Set exercise: Repeat the data verbatim.

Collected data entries
Begin

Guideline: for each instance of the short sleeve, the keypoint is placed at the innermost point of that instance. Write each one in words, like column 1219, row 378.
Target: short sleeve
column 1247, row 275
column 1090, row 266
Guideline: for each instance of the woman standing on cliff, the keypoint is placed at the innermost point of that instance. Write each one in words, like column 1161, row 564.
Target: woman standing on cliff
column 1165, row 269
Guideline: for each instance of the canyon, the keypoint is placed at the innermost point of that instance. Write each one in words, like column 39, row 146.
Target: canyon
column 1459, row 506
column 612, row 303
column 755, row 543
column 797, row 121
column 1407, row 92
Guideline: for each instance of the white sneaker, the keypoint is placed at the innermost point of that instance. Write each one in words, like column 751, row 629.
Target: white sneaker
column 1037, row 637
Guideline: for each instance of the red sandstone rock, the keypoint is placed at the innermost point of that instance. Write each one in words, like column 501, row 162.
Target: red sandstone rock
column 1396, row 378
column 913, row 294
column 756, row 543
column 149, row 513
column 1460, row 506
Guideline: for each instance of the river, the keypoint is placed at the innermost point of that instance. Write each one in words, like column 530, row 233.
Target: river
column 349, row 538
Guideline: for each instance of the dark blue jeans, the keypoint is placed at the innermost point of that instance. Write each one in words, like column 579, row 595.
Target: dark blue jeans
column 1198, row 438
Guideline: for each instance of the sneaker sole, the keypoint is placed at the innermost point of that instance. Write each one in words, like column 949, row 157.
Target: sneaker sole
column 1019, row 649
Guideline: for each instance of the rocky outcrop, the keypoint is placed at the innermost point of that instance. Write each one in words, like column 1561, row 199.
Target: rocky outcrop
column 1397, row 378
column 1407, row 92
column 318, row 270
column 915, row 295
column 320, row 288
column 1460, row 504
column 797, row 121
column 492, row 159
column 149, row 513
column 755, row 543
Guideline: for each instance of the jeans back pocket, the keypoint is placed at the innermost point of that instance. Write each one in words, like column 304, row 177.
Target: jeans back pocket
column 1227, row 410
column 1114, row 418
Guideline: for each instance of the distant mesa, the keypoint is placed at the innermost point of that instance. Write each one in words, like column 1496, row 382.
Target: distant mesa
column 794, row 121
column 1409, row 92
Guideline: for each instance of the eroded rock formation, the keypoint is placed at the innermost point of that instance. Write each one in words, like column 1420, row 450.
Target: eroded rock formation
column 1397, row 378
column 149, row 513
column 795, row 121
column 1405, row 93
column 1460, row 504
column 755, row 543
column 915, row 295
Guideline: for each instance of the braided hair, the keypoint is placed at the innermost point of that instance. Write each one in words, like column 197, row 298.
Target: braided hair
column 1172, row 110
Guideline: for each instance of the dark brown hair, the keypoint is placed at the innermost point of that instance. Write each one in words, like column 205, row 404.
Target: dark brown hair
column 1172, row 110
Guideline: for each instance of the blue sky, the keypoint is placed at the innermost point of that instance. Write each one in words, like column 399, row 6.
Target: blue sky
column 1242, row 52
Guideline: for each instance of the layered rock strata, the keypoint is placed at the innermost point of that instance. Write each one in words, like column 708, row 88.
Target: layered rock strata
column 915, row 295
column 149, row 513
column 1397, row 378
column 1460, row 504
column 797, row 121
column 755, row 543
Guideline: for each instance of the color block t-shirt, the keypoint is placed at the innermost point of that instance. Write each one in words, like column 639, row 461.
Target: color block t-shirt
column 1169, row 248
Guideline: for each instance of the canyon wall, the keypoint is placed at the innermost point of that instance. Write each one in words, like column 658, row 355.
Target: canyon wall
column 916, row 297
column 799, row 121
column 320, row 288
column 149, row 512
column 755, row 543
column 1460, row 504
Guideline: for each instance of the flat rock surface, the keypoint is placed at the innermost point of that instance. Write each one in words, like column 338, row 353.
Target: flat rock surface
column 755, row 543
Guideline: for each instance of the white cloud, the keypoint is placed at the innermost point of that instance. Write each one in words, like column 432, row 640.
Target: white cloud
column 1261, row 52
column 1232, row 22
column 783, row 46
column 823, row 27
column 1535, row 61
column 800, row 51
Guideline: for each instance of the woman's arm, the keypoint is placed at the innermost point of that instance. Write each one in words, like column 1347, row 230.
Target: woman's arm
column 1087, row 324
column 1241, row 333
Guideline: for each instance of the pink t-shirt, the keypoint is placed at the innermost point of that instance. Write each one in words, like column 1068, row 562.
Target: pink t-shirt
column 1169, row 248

End

Solution to this exercise:
Guideline: for each instance of the short sleeve, the keypoint is placed at the innermost point of that instance. Write each one in words, like column 1219, row 378.
Target: short sleeve
column 1247, row 275
column 1090, row 266
Guideline: for each instance of the woman standing on cliff, the keypoint is placed at the innermost point of that instance. Write each one in words, like column 1161, row 564.
Target: woman standing on cliff
column 1165, row 269
Guideline: for each instance of the canyon, the keypoint is placed at the innermost point of that instance. Write each one in words, like column 39, row 146.
Target: canyon
column 1459, row 506
column 612, row 303
column 755, row 543
column 797, row 121
column 1407, row 92
Guideline: for each instance of the white sneaker, the keypoint is placed at the innermost point of that instance. Write each one in words, like column 751, row 629.
Target: white sneaker
column 1037, row 637
Guideline: for each instance of the red sandstone rock, the keypoint is placed at the innermost point of that instance. Write each one in words, like column 501, row 162.
Target: red sandstone rock
column 1396, row 378
column 913, row 294
column 756, row 543
column 149, row 513
column 1460, row 506
Guideline: for each instance of the river, the keypoint is placed at the innermost point of that instance. Write each one in words, like column 530, row 233.
Target: river
column 349, row 538
Guideline: for each instance of the dark blue jeans, the keypoint is placed at the innermost point of that instance. Write each one in words, like column 579, row 595.
Target: dark blue jeans
column 1198, row 438
Guideline: for each instance of the sneaker sole, the keypoint is placed at the innermost point of that instance. Write each one in words, like column 949, row 157.
Target: sneaker sole
column 1019, row 649
Guideline: for each instance of the rocky outcrop, the keypoint is placed at the innermost point of that instance. Write each one in words, like column 1561, row 199.
Target: rocky outcrop
column 1397, row 378
column 1407, row 92
column 318, row 270
column 915, row 295
column 320, row 288
column 1460, row 504
column 797, row 121
column 492, row 159
column 149, row 513
column 755, row 543
Guideline: for each instance of the jeans back pocket, the keypoint is placed at the innermost point of that instance. Write each one in words, like column 304, row 177.
Target: jeans back pocket
column 1227, row 410
column 1114, row 418
Guideline: for each instance of the distant mesa, the keypoint is placed at the innermost point of that instance. Write each one in words, like column 1496, row 382.
Target: distant mesa
column 794, row 121
column 1409, row 92
Guideline: for each instance of the eroded rock formation, the keypoint is placed at the innermost point of that instance. Write each one in words, like column 1420, row 450.
Target: eroded rock formation
column 1397, row 378
column 149, row 513
column 795, row 121
column 1405, row 93
column 1460, row 504
column 755, row 543
column 915, row 295
Guideline: for each instance of the braided hair, the keypoint is placed at the innermost point of that instance. Write each one in words, like column 197, row 298.
Target: braided hair
column 1172, row 110
Guideline: for each instance of the dark brown hair, the keypoint is placed at the innermost point of that instance. Write each one in words, like column 205, row 404.
Target: dark brown hair
column 1172, row 110
Guideline: for each instance of the blue sky, the keypoint is placed at the innermost point of that instance. Write each one in words, like column 399, row 6.
Target: blue sky
column 1242, row 52
Guideline: for each instance of the layered rock strata, the keypoint is placed at the innermost point of that instance. Write each one in words, like column 708, row 88.
Target: layered rock strata
column 915, row 295
column 149, row 513
column 1397, row 378
column 1460, row 504
column 797, row 121
column 755, row 543
Guideline: for each instance of the color block t-shirt, the keypoint is placed at the innermost point of that instance. Write each one in words, like column 639, row 461.
Target: color block t-shirt
column 1169, row 248
Guideline: for each instance of the canyon wall, the keypoint is placed at the innermost point of that instance. Write each one in words, like column 658, row 355.
Target: canyon wall
column 916, row 297
column 799, row 121
column 320, row 288
column 149, row 512
column 755, row 543
column 1460, row 504
Guideline: for each instance of the flat rock surface, the keypoint is placed at the innermost point of that instance. Write each one in words, like column 338, row 353.
Target: flat rock surface
column 755, row 543
Guideline: for each instance of the white cloud, the keypoint is placed at the innermost point of that instance. Write each one in words, like column 432, row 640.
Target: white cloud
column 1261, row 52
column 1232, row 22
column 783, row 46
column 823, row 27
column 1535, row 61
column 800, row 51
Guideline: for each instance of the woman's arm, the keypoint is placed at the innermost point of that instance. Write each one in words, like column 1347, row 230.
Target: woman's arm
column 1087, row 324
column 1241, row 333
Guideline: for each instance of the pink t-shirt, the keypoint is placed at the innermost point of that instance. Write each one in words, like column 1068, row 562.
Target: pink t-shirt
column 1169, row 248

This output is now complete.